Given exercise
According to the forum thread on the divisibility conditions, what is the only possible value of k?

Let $x,\ y,\ z > 1 \in \mathbb{Z_+}$ and $\gcd(x,y,z)=1$. Find all possible $k$ such :
$$ \sum_{\mathrm{cyc}}{x}\equiv\sum_{\mathrm{cyc}}{x^2y}\equiv\sum_{\mathrm{cyc}}{xy^2}\equiv 3xyz\equiv 0\pmod{k} $$
PS: It's a part of bigger task (I reduce it by myself).
First, if $p$ is a prime not equal to 3 that divides $k$, then we have $xyz \equiv 0 \pmod{p}$, so WLOG $x \equiv 0 \pmod{p}$. Then, since $ x + y + z \equiv 0 \pmod{p}$, hence $y = - z \pmod{p}$. Substituting this into the other equation, we get that $ y^3 \equiv 0 \pmod{p}$, so $y \equiv 0 \pmod{p}$. But this gives $p \mid \gcd(x,y,z)$.
Hence, $ k = 3^n$ for some $n$. Consider $n \geq 2$. From $3xyz \equiv 0 \pmod{3^n}$, we know that one of the terms must be a multiple of 3. If 2 terms are a multiple of 3, then from $x+y+z \equiv 0 \pmod{3^n}$, hence all 3 terms are, contradicting $\gcd(x,y,z)=1$. WLOG, let $x$ be the term that is a multiple of $3^{n-1}$. If $ x \equiv 0 \pmod{3^n}$, then we likewise have $ y \equiv -z \pmod{3^n} \Rightarrow y \equiv 0 \pmod{3^n}$, so there are no solutions.
WLOG, we may assume that $ x \equiv 3^{n-1} \pmod{3}$ (otherwise, multiply each term by 2). From $x + y + z \equiv 0 \pmod{3^n}$, we can set $ y \equiv 3^{n-1} +k, z \equiv 3^{n-1} -k \pmod{3^n}$. From the other equality, we get that $k^3 \equiv 0 \pmod{3^n}$, which implies that $k$ is a multiple of 3. This contradicts $\gcd(x,y,z)=1$.
Hence, we must have $k=3$ as the only possibility. A quick check shows that this works, e.g. $(x,y,z)= (4,7,10).$

Excerpted records
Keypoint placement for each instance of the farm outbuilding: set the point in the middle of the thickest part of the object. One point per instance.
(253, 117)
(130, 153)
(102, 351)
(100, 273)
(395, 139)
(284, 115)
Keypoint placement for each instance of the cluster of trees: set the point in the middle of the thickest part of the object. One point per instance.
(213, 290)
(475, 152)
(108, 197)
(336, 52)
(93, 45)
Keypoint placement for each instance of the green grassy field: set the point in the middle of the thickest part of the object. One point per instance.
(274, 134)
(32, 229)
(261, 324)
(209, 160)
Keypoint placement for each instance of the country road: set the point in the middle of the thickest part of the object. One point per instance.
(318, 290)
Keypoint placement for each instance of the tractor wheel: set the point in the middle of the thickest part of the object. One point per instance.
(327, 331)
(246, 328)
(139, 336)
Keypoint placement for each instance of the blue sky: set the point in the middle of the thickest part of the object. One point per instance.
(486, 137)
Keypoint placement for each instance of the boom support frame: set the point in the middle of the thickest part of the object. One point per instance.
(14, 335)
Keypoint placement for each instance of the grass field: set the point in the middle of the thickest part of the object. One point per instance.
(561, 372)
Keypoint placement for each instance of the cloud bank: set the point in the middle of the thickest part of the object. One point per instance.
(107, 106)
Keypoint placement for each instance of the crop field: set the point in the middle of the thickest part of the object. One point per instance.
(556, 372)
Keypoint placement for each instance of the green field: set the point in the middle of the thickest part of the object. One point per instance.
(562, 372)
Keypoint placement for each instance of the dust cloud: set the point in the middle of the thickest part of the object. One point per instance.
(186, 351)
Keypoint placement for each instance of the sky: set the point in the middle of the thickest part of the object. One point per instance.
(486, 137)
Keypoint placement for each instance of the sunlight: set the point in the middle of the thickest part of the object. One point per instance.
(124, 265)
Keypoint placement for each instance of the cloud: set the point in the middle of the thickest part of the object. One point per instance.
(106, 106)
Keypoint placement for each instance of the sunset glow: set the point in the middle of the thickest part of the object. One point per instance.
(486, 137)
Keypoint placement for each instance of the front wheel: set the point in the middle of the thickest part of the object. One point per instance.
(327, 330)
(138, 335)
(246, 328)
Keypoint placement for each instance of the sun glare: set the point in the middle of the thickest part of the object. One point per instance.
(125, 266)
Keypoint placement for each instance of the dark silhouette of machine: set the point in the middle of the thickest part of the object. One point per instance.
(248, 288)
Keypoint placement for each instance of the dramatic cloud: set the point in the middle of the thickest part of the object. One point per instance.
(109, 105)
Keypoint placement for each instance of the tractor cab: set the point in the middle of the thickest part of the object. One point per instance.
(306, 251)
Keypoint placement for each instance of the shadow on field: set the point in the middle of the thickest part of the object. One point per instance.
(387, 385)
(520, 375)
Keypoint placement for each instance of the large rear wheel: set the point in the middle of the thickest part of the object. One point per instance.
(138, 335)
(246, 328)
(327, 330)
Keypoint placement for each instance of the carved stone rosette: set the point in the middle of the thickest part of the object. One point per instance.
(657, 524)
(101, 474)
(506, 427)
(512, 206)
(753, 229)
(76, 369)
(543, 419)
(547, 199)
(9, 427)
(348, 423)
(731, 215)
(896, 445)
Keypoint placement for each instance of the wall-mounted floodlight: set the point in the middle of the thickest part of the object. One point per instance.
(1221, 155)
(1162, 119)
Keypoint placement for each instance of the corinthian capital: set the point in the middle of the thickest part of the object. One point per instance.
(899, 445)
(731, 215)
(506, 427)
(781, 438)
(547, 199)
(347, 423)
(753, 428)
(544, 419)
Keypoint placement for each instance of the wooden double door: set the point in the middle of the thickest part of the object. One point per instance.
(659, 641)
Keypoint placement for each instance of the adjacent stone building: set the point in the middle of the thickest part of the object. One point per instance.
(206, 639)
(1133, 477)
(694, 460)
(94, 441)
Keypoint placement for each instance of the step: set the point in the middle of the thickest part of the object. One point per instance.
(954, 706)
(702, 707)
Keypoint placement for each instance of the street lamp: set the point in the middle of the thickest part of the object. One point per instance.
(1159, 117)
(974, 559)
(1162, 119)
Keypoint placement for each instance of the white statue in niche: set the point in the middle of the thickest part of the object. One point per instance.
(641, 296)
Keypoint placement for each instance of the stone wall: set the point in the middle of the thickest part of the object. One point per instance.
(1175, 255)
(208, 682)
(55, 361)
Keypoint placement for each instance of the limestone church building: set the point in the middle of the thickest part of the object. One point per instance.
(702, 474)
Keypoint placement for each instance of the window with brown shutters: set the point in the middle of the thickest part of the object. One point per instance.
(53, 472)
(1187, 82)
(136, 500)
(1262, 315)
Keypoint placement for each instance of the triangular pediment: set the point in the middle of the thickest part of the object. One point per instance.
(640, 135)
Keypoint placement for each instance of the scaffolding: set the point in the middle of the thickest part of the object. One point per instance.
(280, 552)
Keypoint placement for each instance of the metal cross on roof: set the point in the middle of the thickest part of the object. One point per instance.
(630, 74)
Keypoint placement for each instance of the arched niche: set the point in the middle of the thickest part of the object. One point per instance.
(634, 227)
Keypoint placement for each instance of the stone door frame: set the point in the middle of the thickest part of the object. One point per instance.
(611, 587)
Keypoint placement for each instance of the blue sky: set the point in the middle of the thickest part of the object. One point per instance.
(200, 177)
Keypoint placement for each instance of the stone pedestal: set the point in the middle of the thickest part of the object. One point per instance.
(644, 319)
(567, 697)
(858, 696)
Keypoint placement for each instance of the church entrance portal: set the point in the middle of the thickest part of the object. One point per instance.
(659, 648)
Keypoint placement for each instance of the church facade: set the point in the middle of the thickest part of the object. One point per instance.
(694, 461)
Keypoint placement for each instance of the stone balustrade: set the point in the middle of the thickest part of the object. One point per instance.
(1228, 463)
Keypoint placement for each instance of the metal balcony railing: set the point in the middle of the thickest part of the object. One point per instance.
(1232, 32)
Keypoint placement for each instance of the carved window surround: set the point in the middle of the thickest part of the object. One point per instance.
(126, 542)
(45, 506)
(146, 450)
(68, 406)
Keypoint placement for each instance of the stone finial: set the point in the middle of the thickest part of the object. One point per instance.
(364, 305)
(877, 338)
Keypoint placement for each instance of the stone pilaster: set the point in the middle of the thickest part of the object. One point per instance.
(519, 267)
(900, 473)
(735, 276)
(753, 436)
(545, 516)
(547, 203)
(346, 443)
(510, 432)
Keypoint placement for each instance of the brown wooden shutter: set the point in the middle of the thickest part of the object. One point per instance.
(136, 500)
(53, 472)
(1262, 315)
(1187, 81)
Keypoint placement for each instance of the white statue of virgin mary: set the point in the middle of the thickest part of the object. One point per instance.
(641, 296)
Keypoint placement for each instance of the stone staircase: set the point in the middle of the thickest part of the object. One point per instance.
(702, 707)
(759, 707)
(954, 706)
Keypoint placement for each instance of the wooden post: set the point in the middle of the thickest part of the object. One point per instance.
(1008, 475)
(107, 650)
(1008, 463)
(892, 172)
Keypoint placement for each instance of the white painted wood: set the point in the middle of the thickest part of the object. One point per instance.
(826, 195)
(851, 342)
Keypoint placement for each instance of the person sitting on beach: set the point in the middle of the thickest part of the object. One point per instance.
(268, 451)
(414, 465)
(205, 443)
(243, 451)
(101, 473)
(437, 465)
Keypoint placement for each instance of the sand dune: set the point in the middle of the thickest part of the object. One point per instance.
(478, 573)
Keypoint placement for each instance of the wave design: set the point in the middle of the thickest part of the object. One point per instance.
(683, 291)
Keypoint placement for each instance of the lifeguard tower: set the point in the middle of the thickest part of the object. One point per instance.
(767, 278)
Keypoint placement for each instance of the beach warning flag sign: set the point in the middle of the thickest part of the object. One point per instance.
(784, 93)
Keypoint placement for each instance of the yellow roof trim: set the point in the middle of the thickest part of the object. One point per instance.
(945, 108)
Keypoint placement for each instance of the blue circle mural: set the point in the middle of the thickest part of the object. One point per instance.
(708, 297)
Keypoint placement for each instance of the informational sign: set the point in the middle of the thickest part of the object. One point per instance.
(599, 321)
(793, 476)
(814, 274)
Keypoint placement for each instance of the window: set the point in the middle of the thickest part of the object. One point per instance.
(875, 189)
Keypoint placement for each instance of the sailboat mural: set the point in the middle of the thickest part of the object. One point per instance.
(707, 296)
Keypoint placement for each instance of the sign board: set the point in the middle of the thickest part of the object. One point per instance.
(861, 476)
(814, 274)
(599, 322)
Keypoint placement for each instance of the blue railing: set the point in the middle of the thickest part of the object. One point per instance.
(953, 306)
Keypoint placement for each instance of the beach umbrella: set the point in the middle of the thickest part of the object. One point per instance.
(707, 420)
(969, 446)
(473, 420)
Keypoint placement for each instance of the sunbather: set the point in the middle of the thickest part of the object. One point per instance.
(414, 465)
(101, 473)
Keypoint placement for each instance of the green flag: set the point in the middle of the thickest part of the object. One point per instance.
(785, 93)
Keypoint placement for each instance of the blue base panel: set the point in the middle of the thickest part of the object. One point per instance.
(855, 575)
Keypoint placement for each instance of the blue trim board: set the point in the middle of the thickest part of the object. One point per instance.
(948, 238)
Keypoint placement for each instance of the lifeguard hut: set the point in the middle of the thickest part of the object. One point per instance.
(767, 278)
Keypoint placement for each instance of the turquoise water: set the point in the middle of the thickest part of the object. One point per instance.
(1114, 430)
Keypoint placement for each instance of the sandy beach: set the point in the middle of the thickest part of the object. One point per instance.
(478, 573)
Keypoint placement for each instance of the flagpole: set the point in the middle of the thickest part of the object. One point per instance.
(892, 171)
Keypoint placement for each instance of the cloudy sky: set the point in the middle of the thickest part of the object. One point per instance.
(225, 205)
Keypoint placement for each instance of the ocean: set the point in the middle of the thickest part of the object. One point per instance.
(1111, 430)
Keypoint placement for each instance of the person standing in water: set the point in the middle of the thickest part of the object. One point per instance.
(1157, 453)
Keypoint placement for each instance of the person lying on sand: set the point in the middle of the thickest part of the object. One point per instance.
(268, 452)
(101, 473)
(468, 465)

Output of the task
The only possible value is k = 3.